- [ТЕКСТ ДЛЯ ЧТЕНИЯ]
Медлительность британского правительства в исполнении актов справедливости по отношению к Соединенным Штатам и нынешняя очевидная нерешительность в ратификации договора озаботили Вашингтона, поскольку эта кажущаяся недружелюбность использовалась оппозицией в качестве оружия. В связи с этим ближе к концу года он попытался неофициальным путем напомнить тому правительству о его долге через Гаузевера Морриса, который, сменившись мистером Монро на посту министра во французской республике, находился теперь в Англии и поддерживал весьма близкие отношения с лордом Гренвилем и другими министрами, а также членами тайного совета. В письме к Моррису от двадцать второго декабря, подробно изложив причины жалоб на британское правительство, Вашингтон заявил:

«Я сообщаю вам эти детали (и если вы снова будете беседовать с лордом Гренвилем на этот предмет, вы вольны неофициально упомянуть их или любые из них в зависимости от обстоятельств) в качестве свидетельств неразумного поведения британского правительства по отношению к этим Соединенным Штатам, дабы было видно, как трудно было исполнительной власти при таком нагромождении раздражающих обстоятельств сохранять занятую позицию нейтралитета; и в то время, когда воспоминания об оказанной нам Францией во время Революции помощи были свежи в каждом уму, и пока приверженцы этой страны постоянно противопоставляли привязанность того народа недружелюбному настрою британского правительства. И к тому же, как я уже отмечал ранее, пока собственные страдания во время войны с последним не были забыты.

- [СПИСОК ЗАПИСЕЙ]
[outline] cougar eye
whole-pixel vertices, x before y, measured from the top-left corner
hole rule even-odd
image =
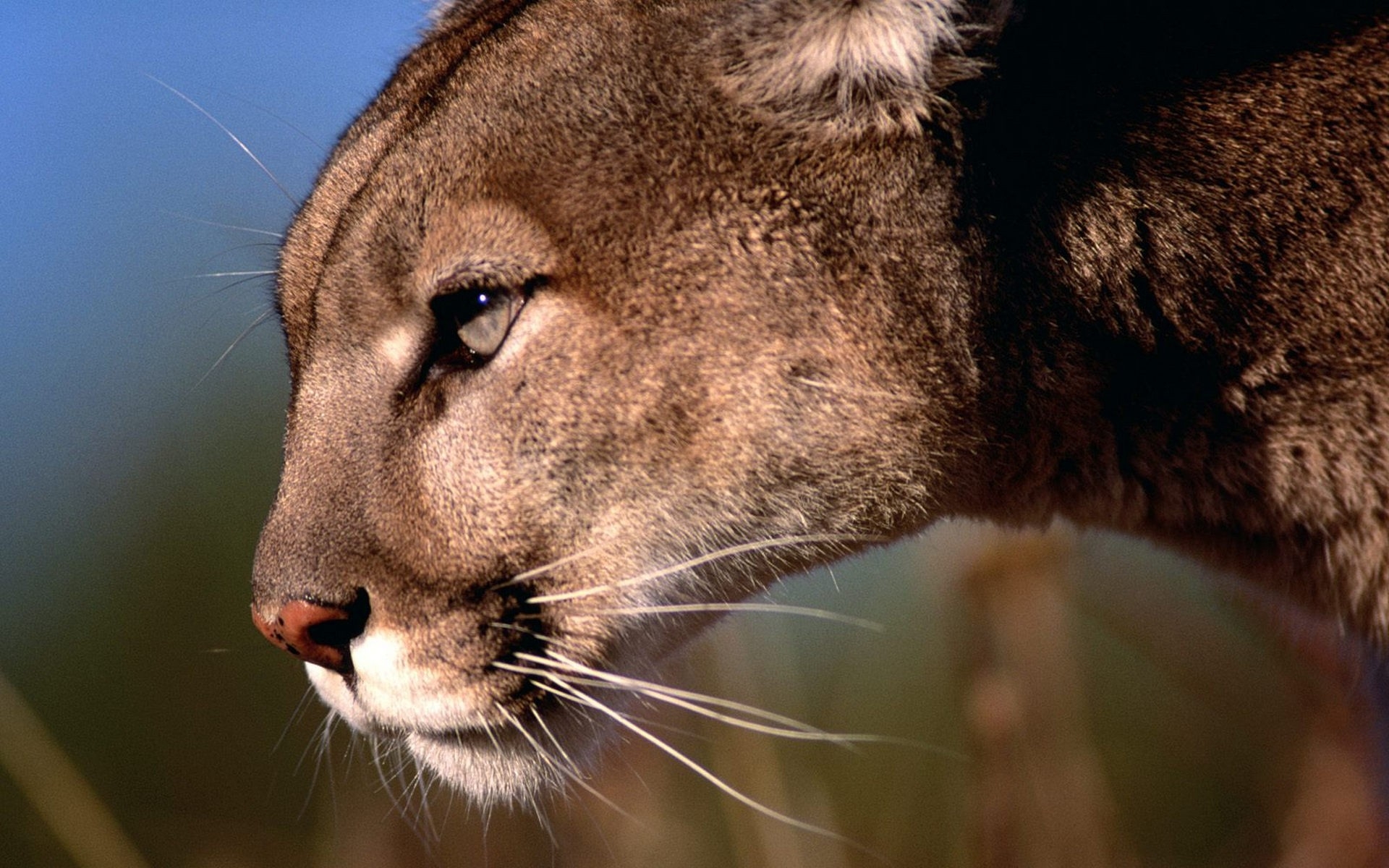
[[[476,367],[501,349],[525,293],[506,286],[471,286],[429,303],[438,340],[433,365]]]

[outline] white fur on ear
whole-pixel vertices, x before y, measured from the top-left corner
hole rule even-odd
[[[745,0],[718,36],[724,83],[795,125],[917,132],[943,60],[960,78],[958,0]]]

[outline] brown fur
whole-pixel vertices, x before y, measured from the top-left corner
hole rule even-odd
[[[503,710],[581,739],[496,624],[640,672],[697,622],[603,610],[943,515],[1131,531],[1389,635],[1389,17],[957,10],[915,85],[740,83],[749,21],[836,1],[454,4],[289,233],[257,611],[365,590],[397,704],[469,711],[321,690],[482,797],[542,776]],[[533,294],[431,374],[460,269]],[[843,536],[529,601],[789,535]]]

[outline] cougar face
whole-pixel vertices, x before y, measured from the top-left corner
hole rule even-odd
[[[921,244],[950,224],[936,144],[758,124],[707,10],[476,14],[404,61],[285,244],[254,610],[350,724],[494,797],[544,772],[508,719],[592,740],[533,657],[640,675],[707,621],[661,606],[938,514],[972,372],[961,254]]]
[[[547,751],[618,725],[603,687],[649,678],[704,604],[947,514],[1303,571],[1303,597],[1378,624],[1385,499],[1322,497],[1282,458],[1332,461],[1358,432],[1336,458],[1358,469],[1328,478],[1389,487],[1389,349],[1326,354],[1313,325],[1257,318],[1360,257],[1306,307],[1389,322],[1382,189],[1335,237],[1289,212],[1278,232],[1311,240],[1270,253],[1239,224],[1267,208],[1200,211],[1142,149],[1283,79],[1354,67],[1389,89],[1383,26],[1129,112],[1071,175],[1071,126],[1029,125],[1047,168],[1024,178],[989,165],[1013,133],[951,90],[986,75],[992,21],[946,0],[442,11],[281,261],[293,393],[253,615],[338,714],[479,799],[526,797],[563,783]],[[1256,146],[1293,139],[1279,99],[1207,157],[1274,161]],[[1389,112],[1350,103],[1318,111],[1374,140]],[[1335,174],[1320,147],[1292,149],[1300,176]],[[1372,190],[1383,165],[1356,158]],[[1239,165],[1236,187],[1257,176]],[[1201,231],[1217,211],[1226,247]],[[1310,421],[1342,417],[1350,435]]]

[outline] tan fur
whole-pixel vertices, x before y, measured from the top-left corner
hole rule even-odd
[[[649,674],[701,622],[610,610],[943,515],[1146,535],[1383,639],[1389,25],[1351,11],[1129,68],[1046,7],[442,8],[283,249],[257,612],[365,593],[315,685],[481,799],[547,774],[507,714],[599,740],[494,664]],[[460,281],[529,297],[431,371]]]

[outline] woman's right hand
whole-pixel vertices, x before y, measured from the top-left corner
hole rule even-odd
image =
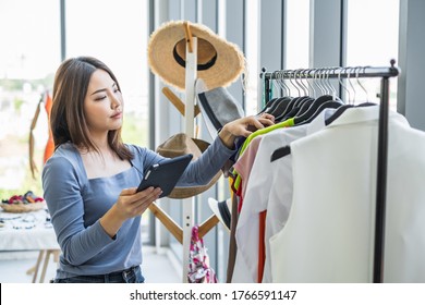
[[[100,225],[111,239],[126,219],[142,215],[162,193],[159,187],[148,187],[138,193],[136,190],[122,190],[117,203],[100,218]]]

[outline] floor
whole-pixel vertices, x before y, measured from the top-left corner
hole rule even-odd
[[[31,283],[33,273],[28,270],[35,266],[37,253],[24,256],[7,257],[0,259],[0,283]],[[147,283],[179,283],[182,282],[182,273],[178,271],[177,264],[167,255],[166,249],[144,246],[143,274]],[[37,282],[41,268],[38,272]],[[56,263],[50,259],[47,268],[45,282],[54,277]]]

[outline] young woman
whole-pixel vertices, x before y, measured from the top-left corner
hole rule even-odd
[[[122,143],[120,85],[101,61],[65,60],[52,98],[56,150],[42,186],[62,251],[54,282],[144,282],[141,215],[161,190],[135,191],[146,169],[163,157]],[[178,185],[207,184],[234,152],[235,137],[270,124],[272,118],[256,117],[228,123]]]

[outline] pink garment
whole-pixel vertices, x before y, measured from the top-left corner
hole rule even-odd
[[[187,281],[190,283],[217,283],[216,272],[209,267],[207,248],[198,231],[197,225],[192,228]]]

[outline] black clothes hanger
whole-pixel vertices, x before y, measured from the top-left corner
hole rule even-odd
[[[301,122],[300,124],[308,124],[311,123],[314,119],[317,118],[318,114],[320,114],[321,111],[324,111],[325,109],[338,109],[340,108],[341,106],[343,106],[342,101],[339,101],[339,100],[328,100],[328,101],[325,101],[324,103],[321,103],[316,112],[314,112],[314,114],[312,117],[309,117],[307,120]],[[295,118],[296,119],[296,118]],[[294,120],[294,123],[296,125],[296,122]]]
[[[267,101],[265,107],[257,113],[257,115],[265,113],[265,112],[267,112],[267,110],[271,109],[274,107],[274,105],[278,101],[278,99],[279,98],[275,97],[275,98],[270,99],[269,101]]]
[[[369,106],[377,106],[377,103],[366,101],[366,102],[362,102],[362,103],[359,103],[355,106],[354,105],[343,105],[340,108],[338,108],[338,110],[335,113],[332,113],[332,115],[330,115],[328,119],[325,120],[325,125],[329,125],[330,123],[332,123],[335,120],[337,120],[339,117],[341,117],[341,114],[349,108],[369,107]]]
[[[301,115],[294,118],[294,124],[296,125],[296,124],[300,124],[300,123],[308,120],[313,114],[315,114],[316,110],[323,103],[325,103],[326,101],[329,101],[329,100],[332,100],[332,96],[330,96],[330,95],[323,95],[323,96],[319,96],[318,98],[316,98],[312,102],[309,108],[306,111],[304,111],[304,113],[302,113]]]
[[[269,111],[266,111],[267,113],[275,117],[279,117],[288,107],[288,103],[292,100],[292,97],[282,97],[279,99],[279,101],[276,103],[276,107],[270,109]]]
[[[276,161],[284,156],[291,155],[291,146],[287,145],[276,149],[270,156],[270,162]]]
[[[314,101],[314,98],[308,98],[307,100],[305,100],[301,106],[300,111],[296,112],[295,117],[300,117],[301,114],[305,113],[305,111],[308,110],[308,108],[313,105]]]

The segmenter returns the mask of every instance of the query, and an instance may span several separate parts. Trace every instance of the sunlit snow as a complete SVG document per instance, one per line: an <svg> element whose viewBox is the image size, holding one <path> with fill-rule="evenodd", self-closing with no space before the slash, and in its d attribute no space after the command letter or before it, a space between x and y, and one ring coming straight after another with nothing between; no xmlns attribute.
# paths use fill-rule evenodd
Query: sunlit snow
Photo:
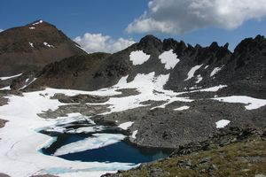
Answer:
<svg viewBox="0 0 266 177"><path fill-rule="evenodd" d="M41 20L39 20L39 21L37 21L37 22L35 22L35 23L33 23L32 25L39 25L40 23L43 23L43 21L41 19Z"/></svg>
<svg viewBox="0 0 266 177"><path fill-rule="evenodd" d="M231 121L227 120L227 119L221 119L217 122L215 122L216 124L216 128L223 128L225 127Z"/></svg>
<svg viewBox="0 0 266 177"><path fill-rule="evenodd" d="M118 127L120 127L123 130L127 130L133 124L134 124L134 122L129 121L129 122L125 122L125 123L122 123L122 124L119 125Z"/></svg>
<svg viewBox="0 0 266 177"><path fill-rule="evenodd" d="M22 73L19 73L17 75L12 75L12 76L7 76L7 77L0 77L0 81L4 81L4 80L9 80L9 79L12 79L12 78L16 78L22 75Z"/></svg>
<svg viewBox="0 0 266 177"><path fill-rule="evenodd" d="M195 65L194 67L192 67L192 68L189 71L189 73L187 73L187 78L186 78L184 81L188 81L188 80L192 79L192 77L194 77L195 72L196 72L198 69L200 69L200 68L201 67L201 65L203 65L203 64L200 65Z"/></svg>
<svg viewBox="0 0 266 177"><path fill-rule="evenodd" d="M136 139L137 134L137 130L135 130L135 131L132 133L131 137L132 137L133 139Z"/></svg>
<svg viewBox="0 0 266 177"><path fill-rule="evenodd" d="M245 108L246 110L255 110L266 105L265 99L257 99L246 96L231 96L226 97L215 97L214 100L219 100L220 102L226 103L239 103L246 104Z"/></svg>
<svg viewBox="0 0 266 177"><path fill-rule="evenodd" d="M177 58L177 55L174 53L173 50L168 51L164 51L162 54L159 56L159 59L162 64L165 64L166 69L172 69L176 66L176 65L180 61Z"/></svg>
<svg viewBox="0 0 266 177"><path fill-rule="evenodd" d="M30 45L30 47L34 48L35 46L33 45L32 42L28 42L28 44Z"/></svg>
<svg viewBox="0 0 266 177"><path fill-rule="evenodd" d="M195 83L200 83L202 80L203 80L203 78L201 77L200 74L199 74L199 75L197 75L197 81Z"/></svg>
<svg viewBox="0 0 266 177"><path fill-rule="evenodd" d="M214 75L215 75L220 70L222 70L223 66L222 67L215 67L212 73L210 73L210 76L213 77Z"/></svg>
<svg viewBox="0 0 266 177"><path fill-rule="evenodd" d="M184 110L188 110L190 109L190 106L184 105L184 106L181 106L179 108L176 108L174 109L174 111L184 111Z"/></svg>
<svg viewBox="0 0 266 177"><path fill-rule="evenodd" d="M43 45L50 47L50 48L54 48L53 45L50 45L49 43L47 43L46 42L43 42Z"/></svg>

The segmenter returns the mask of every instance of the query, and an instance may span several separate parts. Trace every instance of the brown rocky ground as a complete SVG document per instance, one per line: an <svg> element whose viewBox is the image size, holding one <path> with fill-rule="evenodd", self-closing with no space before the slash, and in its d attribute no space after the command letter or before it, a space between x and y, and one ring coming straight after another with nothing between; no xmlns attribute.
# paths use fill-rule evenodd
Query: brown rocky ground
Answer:
<svg viewBox="0 0 266 177"><path fill-rule="evenodd" d="M265 128L229 127L207 141L180 146L166 159L103 177L265 177Z"/></svg>

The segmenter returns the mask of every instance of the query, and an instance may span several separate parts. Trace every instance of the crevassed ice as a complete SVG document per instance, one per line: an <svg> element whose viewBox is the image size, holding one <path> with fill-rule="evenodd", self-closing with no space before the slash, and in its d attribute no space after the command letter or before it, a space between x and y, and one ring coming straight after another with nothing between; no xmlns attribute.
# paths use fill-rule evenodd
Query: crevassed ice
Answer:
<svg viewBox="0 0 266 177"><path fill-rule="evenodd" d="M132 61L134 65L142 65L148 61L151 55L147 55L143 50L132 51L129 55L129 60Z"/></svg>
<svg viewBox="0 0 266 177"><path fill-rule="evenodd" d="M160 62L162 64L165 64L164 67L166 69L174 68L176 65L176 64L180 61L180 59L177 58L177 55L174 53L173 50L164 51L159 56L159 59L160 59Z"/></svg>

- [ЧТО НУЖНО СДЕЛАТЬ]
(1) Верните из записей все строки, в которых есть слово «rocky», учитывая регистр букв.
(2) Подхватите текст о письме Вашингтона Гаузеверу Моррису и продолжите его сразу после последнего приведённого предложения.

- [ОТВЕТЫ]
(1)
The segmenter returns the mask of every instance of the query, and an instance may span several separate parts. Trace every instance of the brown rocky ground as a complete SVG document per instance, one per line: an <svg> element whose viewBox is the image size, holding one <path> with fill-rule="evenodd", self-closing with no space before the slash, and in its d attribute no space after the command letter or before it, a space between x and y, and one ring coming straight after another with nothing between; no xmlns attribute.
Query: brown rocky ground

(2)
Хорошо известно, что мир был (если заимствовать современное выражение) главным приоритетом для меня с самого начала беспорядков в Европе. Моя политика заключалась и будет продолжаться до тех пор, пока я имею честь оставаться у власти, в том, чтобы поддерживать дружественные отношения со всеми нациями мира, оставаясь при этом независимым от них; не вмешиваться ни в чьи распри; выполнять собственные обязательства; удовлетворять потребности всех и быть перевозчиком для них, будучи глубоко убежденным, что в этом заключаются наша политика и интересы. Ничто иное, кроме самоуважения и той справедливости, которая столь важна для национального характера, не должно втягивать нас в войну; ибо я твердо уверен, что если эта страна сохранится в состоянии спокойствия еще двадцать лет, она сможет в своем праведном курсе бросить вызов любой державе без исключения; таковы будут за это время ее численность населения, богатство и ресурсы...

В столь свободном правительстве, как наше, где народ волен выражать свои настроения и будет делать это (зачастую опрометчиво, а из-за недостатка информации — порой и несправедливо), необходимо делать скидку на временные вспышки эмоций; но после сделанного мной здесь заявления моего политического кредо вы ничем не рискуете, утверждая, что исполнительная ветвь этого правительства никогда не позволяла и не позволит пока я председатую, оставаться безнаказанными каким-либо неподобающим поступкам своих должностных лиц и не одобрит никакие беспорядки со стороны своих граждан.

Твердо придерживаясь этих принципов и принятой политики нейтралитета, я навлек на себя поток брани на страницах газет этой фракционной страны и столкнулся с враждебностью недовольных всех мастей. Но не имея дурных замыслов, я не сойду со своего пути ни из-за них, ни из-за каких-либо попыток, которые предпринимаются или будут предприняты с целью подорвать доверие ко мне моих избирателей. Мне нечего просить; и исполняя свой долг, я не боюсь никаких выпадов. Деяния моего административного руководства станут очевидны, когда меня уже не будет, и разумная, беспристрастная часть человечества не станет осуждать мое поведение, не обращаясь к ним».

Укрепленный столь осознанной правотой, Вашингтон был прекрасно готов встретить любые действия, которые высший законодательный орган его страны мог предпринять в отношении великого спорного вопроса.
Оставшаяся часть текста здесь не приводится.